-- 任务说明 1 --
在这篇关于Canal实战的文章中,教程所用的MySQL是哪个版本?

-- 给定文段 --
☆ ☆ ☆ ☆

Canal实战
疑惑点
本教程使用版本
- Canal版本:1.1.5
- Canal-Adapter版本:1.1.5
- Eleasticsearch版本:7.10.2
- MySQL版本:5.7.32
背景
MySQL表数据达到百万级后,复杂的查询导致响应时间很慢,计划用ES充当二级缓存。
整体架构如下:
canal可以通过监听MySQL的binlog日志来实现数据库增量的日志解析,再通过ClientAdapter把数据实时同步给ES。
Canal工作流程图:
Canal工作原理:
- canal模拟MySQL slave的交互协议,伪装自己为MySQL slave,向MySQL master发送dump协议;
- MySQL master收到dump请求,开始推送binary log给slave(即canal);
- canal解析binary log对象(原始为byte流)。
操作流程
- 准备工作:
- MySQL:存放原始数据;
- canal:解析数据库日志,同步获取到的增量变更;
- canal-adater:解析转化数据到ES;
- ES:接收增量数据;
- 在ES中创建索引
- 要求Mapping中定义的字段名称和类型与待同步数据保持一致;
- 安装JDK:Canal基于Java开发,且版本≥1.8.0
- 安装并启动canal-server
- 安装canal-server,然后修改配置文件关联MySQL。canal-server模拟MySQL集群的一个slave,获取MySQL集群Master节点的二进制日志(binary log),并将日志推送到Canal-adapter。
- 安装并启动canal-adapter
- 安装canal-adapter,然后修改配置文件关联MySQL和ES,以及定义MySQL数据到ES数据的映射字段,用来将数据同步到ES。
- 验证增量数据同步
配置MySQL
查看MySQL是否开启了binlog:
SHOW VARIABLES LIKE 'log_bin';
需要先开启Binlog写入功能,配置binlog-format为ROW模式,my.cnf配置如下:
[mysqld]
log-bin=mysql-bin # 开启 binlog
binlog-format=ROW # 选择 ROW 模式
server_id=1 # 配置 MySQL replaction 需要定义,不要和 canal 的 slaveId 重复
授权 canal 链接 MySQL 账号具有作为 MySQL slave 的权限, 如果已有账户可直接 grant
CREATE USER canal IDENTIFIED BY 'canal';
GRANT SELECT, REPLICATION SLAVE, REPLICATION CLIENT ON *.* TO 'canal'@'%';
-- GRANT ALL PRIVILEGES ON *.* TO 'canal'@'%' ;
FLUSH PRIVILEGES;
Canal安装配置
- 下载Canal
https://github.com/alibaba/canal/releases/download/canal-1.1.5/canal.deployer-1.1.5.tar.gz
canal.deployer对应的是canal的server端,负责订阅并解析MySQL-Binlog。
解压后的文件目录
canal1.1.5
├── bin
│ │── restart.sh # 重启
│ │── startup.sh # 启动canal
│ │── stop.sh # 停止canal
│ └── ...
├── conf
│ │── canal.properties # 配置文件
│ │── example
│ │ ├── h2.mv.db
│ │ ├── instance.properties # 实例配置文件
│ │ └── meta.dat
│ │── logback.xml
│ └── ...

☆ ☆ ☆ ☆

-- 记录清单 --
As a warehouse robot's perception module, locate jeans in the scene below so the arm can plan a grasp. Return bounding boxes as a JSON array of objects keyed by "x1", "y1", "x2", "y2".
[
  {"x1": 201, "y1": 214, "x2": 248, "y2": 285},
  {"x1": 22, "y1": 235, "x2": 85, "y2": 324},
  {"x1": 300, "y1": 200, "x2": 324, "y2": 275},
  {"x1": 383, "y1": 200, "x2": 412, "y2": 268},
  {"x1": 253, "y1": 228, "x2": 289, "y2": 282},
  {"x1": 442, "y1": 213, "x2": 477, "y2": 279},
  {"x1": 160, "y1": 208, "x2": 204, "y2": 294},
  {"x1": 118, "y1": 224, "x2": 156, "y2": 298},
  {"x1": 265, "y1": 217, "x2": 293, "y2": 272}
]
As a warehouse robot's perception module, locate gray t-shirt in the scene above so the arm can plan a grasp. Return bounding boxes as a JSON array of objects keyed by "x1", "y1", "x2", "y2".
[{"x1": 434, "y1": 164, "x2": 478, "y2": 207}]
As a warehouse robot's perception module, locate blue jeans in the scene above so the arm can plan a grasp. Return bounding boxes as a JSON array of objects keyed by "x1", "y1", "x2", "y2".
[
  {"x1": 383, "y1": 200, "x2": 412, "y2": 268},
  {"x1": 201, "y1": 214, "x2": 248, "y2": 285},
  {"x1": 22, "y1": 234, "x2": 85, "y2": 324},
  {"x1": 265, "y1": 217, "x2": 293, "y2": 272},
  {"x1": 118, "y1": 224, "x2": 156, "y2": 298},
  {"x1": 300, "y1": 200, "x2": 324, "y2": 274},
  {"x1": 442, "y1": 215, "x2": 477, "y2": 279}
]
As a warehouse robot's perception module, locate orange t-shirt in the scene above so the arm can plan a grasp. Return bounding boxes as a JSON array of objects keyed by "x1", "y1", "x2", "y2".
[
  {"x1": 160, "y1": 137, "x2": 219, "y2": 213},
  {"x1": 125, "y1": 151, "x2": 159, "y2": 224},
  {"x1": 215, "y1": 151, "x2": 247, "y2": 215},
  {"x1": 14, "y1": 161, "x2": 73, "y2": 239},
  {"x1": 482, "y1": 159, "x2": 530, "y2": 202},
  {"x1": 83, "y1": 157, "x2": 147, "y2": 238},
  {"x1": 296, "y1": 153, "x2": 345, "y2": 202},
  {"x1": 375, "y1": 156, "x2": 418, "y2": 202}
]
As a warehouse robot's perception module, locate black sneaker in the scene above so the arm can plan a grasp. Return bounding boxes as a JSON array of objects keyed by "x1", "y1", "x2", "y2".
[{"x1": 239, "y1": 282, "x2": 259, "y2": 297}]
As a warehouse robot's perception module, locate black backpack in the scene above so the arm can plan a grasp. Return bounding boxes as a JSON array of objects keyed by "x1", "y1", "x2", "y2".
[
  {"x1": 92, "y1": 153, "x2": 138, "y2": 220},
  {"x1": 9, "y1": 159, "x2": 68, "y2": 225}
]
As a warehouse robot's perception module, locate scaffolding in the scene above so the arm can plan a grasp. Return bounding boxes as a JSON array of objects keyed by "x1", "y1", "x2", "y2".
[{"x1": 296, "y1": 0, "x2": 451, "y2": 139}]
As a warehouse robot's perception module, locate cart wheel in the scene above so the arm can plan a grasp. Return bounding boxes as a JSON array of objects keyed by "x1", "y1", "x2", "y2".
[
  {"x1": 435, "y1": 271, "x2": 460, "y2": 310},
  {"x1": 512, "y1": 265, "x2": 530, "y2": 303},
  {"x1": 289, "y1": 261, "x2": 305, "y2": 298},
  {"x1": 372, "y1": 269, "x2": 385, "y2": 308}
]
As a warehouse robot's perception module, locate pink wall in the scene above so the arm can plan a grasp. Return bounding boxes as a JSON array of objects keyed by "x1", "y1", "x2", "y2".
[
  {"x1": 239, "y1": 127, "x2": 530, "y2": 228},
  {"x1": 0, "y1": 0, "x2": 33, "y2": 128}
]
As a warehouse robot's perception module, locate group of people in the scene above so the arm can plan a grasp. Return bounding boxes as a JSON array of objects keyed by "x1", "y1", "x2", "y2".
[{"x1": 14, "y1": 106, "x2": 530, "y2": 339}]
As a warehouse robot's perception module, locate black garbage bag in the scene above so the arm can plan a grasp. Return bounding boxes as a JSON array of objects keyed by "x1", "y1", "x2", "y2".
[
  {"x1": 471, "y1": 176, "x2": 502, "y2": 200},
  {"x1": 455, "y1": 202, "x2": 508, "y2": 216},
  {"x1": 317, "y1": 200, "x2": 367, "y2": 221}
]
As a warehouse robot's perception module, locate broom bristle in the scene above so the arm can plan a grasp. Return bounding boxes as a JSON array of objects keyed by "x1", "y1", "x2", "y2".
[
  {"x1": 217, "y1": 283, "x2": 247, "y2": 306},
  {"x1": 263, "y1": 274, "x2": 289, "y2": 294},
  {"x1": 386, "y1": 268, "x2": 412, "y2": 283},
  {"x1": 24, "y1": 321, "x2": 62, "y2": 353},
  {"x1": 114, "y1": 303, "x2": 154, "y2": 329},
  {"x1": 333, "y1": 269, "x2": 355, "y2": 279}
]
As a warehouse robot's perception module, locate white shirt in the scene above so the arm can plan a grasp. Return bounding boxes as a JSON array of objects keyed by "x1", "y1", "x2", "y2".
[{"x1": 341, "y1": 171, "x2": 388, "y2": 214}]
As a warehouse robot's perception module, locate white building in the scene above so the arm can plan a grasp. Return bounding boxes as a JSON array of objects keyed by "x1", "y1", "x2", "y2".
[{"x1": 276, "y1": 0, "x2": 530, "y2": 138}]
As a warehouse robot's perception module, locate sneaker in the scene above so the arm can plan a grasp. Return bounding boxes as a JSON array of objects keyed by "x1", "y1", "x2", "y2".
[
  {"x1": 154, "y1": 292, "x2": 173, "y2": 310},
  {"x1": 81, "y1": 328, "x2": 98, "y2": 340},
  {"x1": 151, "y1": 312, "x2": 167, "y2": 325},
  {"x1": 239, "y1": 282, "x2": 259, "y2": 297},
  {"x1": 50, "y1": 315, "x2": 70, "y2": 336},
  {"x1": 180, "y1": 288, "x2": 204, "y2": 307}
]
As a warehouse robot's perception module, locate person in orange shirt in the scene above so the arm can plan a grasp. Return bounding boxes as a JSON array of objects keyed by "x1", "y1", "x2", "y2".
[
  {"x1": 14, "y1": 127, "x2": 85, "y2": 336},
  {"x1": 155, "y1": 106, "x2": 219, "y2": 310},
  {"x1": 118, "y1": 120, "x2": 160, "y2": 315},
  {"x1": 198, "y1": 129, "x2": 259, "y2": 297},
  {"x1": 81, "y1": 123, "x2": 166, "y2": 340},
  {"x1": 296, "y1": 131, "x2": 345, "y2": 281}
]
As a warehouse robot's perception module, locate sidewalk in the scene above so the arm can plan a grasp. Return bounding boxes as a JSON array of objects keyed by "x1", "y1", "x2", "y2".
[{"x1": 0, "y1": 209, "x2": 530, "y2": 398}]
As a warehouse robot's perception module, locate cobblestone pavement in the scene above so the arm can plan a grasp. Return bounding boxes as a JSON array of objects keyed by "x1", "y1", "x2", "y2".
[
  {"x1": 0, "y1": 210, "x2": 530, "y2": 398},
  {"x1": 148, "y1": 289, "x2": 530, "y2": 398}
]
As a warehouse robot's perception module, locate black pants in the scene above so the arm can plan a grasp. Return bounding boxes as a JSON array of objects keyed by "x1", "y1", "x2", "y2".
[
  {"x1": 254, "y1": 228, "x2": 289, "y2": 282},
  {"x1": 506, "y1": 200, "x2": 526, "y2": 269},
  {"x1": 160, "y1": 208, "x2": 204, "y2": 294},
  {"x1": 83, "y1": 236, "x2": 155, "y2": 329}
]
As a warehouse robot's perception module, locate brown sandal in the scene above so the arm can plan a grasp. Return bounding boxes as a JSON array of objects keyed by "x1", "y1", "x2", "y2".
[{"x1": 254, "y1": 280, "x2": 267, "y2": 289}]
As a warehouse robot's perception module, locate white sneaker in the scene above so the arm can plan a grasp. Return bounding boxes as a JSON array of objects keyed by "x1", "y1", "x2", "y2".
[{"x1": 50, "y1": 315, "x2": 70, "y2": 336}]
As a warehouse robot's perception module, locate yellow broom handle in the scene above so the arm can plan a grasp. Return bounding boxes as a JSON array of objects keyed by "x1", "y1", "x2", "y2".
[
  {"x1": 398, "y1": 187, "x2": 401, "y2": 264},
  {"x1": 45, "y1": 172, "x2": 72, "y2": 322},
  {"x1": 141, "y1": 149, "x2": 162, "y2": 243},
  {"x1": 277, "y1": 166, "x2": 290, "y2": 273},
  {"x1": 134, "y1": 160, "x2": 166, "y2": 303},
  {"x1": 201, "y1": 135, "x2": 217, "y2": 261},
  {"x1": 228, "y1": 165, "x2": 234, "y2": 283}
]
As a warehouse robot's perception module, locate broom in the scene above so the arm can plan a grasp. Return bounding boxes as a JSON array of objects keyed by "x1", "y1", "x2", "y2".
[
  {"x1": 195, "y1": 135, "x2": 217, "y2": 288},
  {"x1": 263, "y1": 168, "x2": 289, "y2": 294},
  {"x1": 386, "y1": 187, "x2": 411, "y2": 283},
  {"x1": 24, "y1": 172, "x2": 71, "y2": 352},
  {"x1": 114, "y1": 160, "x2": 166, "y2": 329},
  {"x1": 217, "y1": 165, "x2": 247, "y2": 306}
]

☆ ☆ ☆ ☆

-- 任务说明 2 --
从上面的记录中摘出所有含有字符串“sneaker”的行。

-- 参考答案 1 --
5.7.32

-- 参考答案 2 --
As a warehouse robot's perception module, locate black sneaker in the scene above so the arm can plan a grasp. Return bounding boxes as a JSON array of objects keyed by "x1", "y1", "x2", "y2".
As a warehouse robot's perception module, locate sneaker in the scene above so the arm can plan a grasp. Return bounding boxes as a JSON array of objects keyed by "x1", "y1", "x2", "y2".
As a warehouse robot's perception module, locate white sneaker in the scene above so the arm can plan a grasp. Return bounding boxes as a JSON array of objects keyed by "x1", "y1", "x2", "y2".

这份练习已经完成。